> **STATED GOAL**: Gather every line in the records that contains the string "pool" and list them.

Detection annotation records
-=-=-

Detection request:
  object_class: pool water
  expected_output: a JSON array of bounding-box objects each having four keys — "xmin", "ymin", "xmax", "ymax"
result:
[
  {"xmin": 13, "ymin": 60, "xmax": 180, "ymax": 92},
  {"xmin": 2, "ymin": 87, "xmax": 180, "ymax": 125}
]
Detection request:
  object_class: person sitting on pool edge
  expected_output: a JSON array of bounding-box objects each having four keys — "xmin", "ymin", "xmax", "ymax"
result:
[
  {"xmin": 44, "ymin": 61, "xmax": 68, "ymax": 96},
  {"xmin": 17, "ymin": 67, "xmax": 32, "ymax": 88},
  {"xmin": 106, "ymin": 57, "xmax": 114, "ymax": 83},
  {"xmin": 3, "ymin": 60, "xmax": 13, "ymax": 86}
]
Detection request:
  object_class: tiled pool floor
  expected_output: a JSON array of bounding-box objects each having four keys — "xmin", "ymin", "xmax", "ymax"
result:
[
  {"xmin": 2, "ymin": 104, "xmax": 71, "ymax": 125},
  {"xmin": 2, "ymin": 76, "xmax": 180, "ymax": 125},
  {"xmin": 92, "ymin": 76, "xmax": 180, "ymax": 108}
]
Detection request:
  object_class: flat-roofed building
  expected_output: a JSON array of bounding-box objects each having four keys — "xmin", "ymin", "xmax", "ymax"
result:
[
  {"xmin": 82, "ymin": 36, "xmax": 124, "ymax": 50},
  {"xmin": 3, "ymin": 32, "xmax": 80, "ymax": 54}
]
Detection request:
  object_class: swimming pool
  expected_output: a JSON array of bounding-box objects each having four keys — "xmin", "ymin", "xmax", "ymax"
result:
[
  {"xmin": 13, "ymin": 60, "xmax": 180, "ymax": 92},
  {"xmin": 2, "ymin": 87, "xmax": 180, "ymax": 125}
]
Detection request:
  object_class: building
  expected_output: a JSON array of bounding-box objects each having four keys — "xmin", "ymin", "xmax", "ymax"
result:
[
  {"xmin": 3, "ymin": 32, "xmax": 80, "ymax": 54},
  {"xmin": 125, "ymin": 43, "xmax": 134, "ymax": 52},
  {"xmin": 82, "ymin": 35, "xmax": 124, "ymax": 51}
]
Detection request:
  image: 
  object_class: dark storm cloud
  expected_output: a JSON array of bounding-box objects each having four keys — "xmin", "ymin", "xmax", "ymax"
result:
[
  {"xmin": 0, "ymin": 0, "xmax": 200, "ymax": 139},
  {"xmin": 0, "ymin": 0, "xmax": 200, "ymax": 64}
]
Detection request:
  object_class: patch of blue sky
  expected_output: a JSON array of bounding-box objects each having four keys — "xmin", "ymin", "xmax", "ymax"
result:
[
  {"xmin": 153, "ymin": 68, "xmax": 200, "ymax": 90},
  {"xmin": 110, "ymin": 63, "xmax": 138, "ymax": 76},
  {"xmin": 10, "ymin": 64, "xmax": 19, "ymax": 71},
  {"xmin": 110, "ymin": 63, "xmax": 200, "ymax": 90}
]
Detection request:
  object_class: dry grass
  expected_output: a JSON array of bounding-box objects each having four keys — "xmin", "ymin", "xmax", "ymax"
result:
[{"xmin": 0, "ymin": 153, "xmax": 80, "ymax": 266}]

-=-=-

> **WRITTEN ANSWER**:
  object_class: pool water
  object_class: person sitting on pool edge
  object_class: tiled pool floor
  object_class: swimming pool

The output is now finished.